▶ **Extracted text**:
- - - - - - -

Programming Exercise 1

In Week 2 of Andrew Ng’s Machine Learning Course the fundamentals of linear regression are taught. This culminates in octave coding exercises. As an extra challenge throughout the course I will be completing these exercises in both octave and python. Below documents python coding snippets from the exercises. The git repository of the full code can be found here.

Required modules

import numpy as py

Importing the data

Two example data sets are provided:

ex1data1.txt data set for linear regression with one variable
ex1data2.txt data set for linear regression with two variable
def import_data(filename, normalise):
    data = np.loadtxt(filename, delimiter=",")
    y = (data[:,-1])
    X = (data[:,:-1])

- - - - - - -

▶ **Entries**:

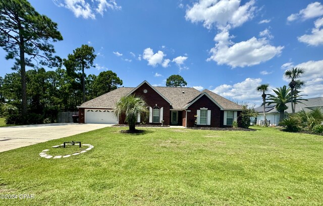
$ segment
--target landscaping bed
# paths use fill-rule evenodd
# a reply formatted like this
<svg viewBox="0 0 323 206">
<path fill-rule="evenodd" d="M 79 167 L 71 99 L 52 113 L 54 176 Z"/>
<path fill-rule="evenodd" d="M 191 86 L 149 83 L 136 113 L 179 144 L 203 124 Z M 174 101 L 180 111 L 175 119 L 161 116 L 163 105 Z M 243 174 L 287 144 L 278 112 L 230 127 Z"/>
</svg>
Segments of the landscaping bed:
<svg viewBox="0 0 323 206">
<path fill-rule="evenodd" d="M 118 124 L 112 126 L 129 126 L 129 124 Z M 161 125 L 154 124 L 136 124 L 136 127 L 169 127 L 170 125 Z"/>
<path fill-rule="evenodd" d="M 215 130 L 220 131 L 256 131 L 256 129 L 242 127 L 232 128 L 232 127 L 187 127 L 192 129 L 202 129 L 202 130 Z"/>
</svg>

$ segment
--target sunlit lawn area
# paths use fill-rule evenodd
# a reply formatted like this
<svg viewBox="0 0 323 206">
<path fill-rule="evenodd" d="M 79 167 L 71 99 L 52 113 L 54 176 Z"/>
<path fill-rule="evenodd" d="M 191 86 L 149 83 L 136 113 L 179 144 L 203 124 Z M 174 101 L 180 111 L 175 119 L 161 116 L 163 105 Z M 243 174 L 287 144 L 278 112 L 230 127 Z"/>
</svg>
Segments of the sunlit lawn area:
<svg viewBox="0 0 323 206">
<path fill-rule="evenodd" d="M 35 199 L 0 205 L 322 205 L 323 136 L 253 128 L 108 127 L 2 153 L 0 194 Z M 38 155 L 72 140 L 94 148 Z"/>
<path fill-rule="evenodd" d="M 5 117 L 0 117 L 0 127 L 2 126 L 15 126 L 15 124 L 6 124 L 5 120 L 6 118 Z"/>
</svg>

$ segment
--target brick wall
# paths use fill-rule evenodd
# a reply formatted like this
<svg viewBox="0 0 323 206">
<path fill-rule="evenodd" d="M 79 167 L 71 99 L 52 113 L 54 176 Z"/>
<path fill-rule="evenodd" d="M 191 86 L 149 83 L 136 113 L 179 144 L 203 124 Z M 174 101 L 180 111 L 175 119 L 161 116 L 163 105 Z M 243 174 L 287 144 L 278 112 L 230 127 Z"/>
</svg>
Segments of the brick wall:
<svg viewBox="0 0 323 206">
<path fill-rule="evenodd" d="M 211 125 L 197 125 L 197 126 L 211 126 L 220 127 L 221 119 L 223 121 L 223 117 L 221 118 L 221 112 L 220 107 L 216 105 L 207 97 L 204 95 L 197 101 L 194 103 L 187 109 L 191 110 L 187 112 L 187 127 L 194 126 L 194 115 L 197 114 L 197 110 L 201 108 L 207 108 L 207 110 L 211 110 Z M 184 112 L 183 112 L 184 113 Z"/>
<path fill-rule="evenodd" d="M 85 123 L 85 112 L 84 112 L 84 108 L 79 108 L 79 123 Z"/>
<path fill-rule="evenodd" d="M 147 90 L 147 92 L 144 93 L 143 92 L 144 90 Z M 155 92 L 151 87 L 150 87 L 146 83 L 144 83 L 139 88 L 137 89 L 133 93 L 136 96 L 139 96 L 144 99 L 148 106 L 151 107 L 153 108 L 157 104 L 157 106 L 159 108 L 159 109 L 163 107 L 163 119 L 164 120 L 164 125 L 170 125 L 170 109 L 171 105 L 166 100 L 165 100 L 160 95 L 159 95 L 156 92 Z M 149 116 L 148 119 L 146 121 L 146 124 L 162 124 L 161 123 L 149 123 Z M 123 124 L 123 119 L 124 118 L 120 118 L 119 121 L 120 124 Z M 140 118 L 141 122 L 142 122 L 142 117 Z"/>
</svg>

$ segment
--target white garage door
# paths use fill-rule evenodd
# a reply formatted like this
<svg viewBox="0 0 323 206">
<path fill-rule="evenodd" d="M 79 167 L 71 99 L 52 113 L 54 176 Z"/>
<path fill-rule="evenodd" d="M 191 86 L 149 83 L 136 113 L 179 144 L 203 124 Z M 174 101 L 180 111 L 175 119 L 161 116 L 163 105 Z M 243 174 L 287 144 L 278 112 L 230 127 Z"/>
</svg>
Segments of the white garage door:
<svg viewBox="0 0 323 206">
<path fill-rule="evenodd" d="M 118 119 L 112 110 L 85 109 L 85 123 L 117 124 Z"/>
</svg>

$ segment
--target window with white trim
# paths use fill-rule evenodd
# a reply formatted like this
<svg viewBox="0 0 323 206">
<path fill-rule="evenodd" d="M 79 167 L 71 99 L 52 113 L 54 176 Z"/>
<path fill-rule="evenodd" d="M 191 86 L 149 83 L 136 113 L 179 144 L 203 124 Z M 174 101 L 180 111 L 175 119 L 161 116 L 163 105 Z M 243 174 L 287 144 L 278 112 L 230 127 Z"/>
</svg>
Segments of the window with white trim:
<svg viewBox="0 0 323 206">
<path fill-rule="evenodd" d="M 159 108 L 157 106 L 154 107 L 152 109 L 152 122 L 159 122 Z"/>
<path fill-rule="evenodd" d="M 201 109 L 200 111 L 200 124 L 206 125 L 207 123 L 207 110 Z"/>
<path fill-rule="evenodd" d="M 234 112 L 233 111 L 227 111 L 227 125 L 232 125 L 233 123 Z"/>
</svg>

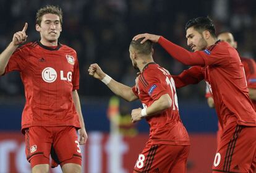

- - - - - - -

▶ **Set exercise 1**:
In the page on the linear regression exercise, list every name that is assigned a value inside the function import_data.
▶ **Set exercise 2**:
Answer these from the page on the linear regression exercise:
(a) In which week of the course are the fundamentals of linear regression taught?
(b) Which file is the data set for linear regression with two variables?
(c) What delimiter is passed to np.loadtxt?
▶ **Set exercise 3**:
From the page on the linear regression exercise, copy the passage that begins with the words "Required modules" and ends after the words "X = (data[:,:-1])".

▶ **Reply 1**:
data
y
X

▶ **Reply 2**:
(a) Week 2
(b) ex1data2.txt
(c) A comma (",")

▶ **Reply 3**:
Required modules

import numpy as py

Importing the data

Two example data sets are provided:

ex1data1.txt data set for linear regression with one variable
ex1data2.txt data set for linear regression with two variable
def import_data(filename, normalise):
    data = np.loadtxt(filename, delimiter=",")
    y = (data[:,-1])
    X = (data[:,:-1])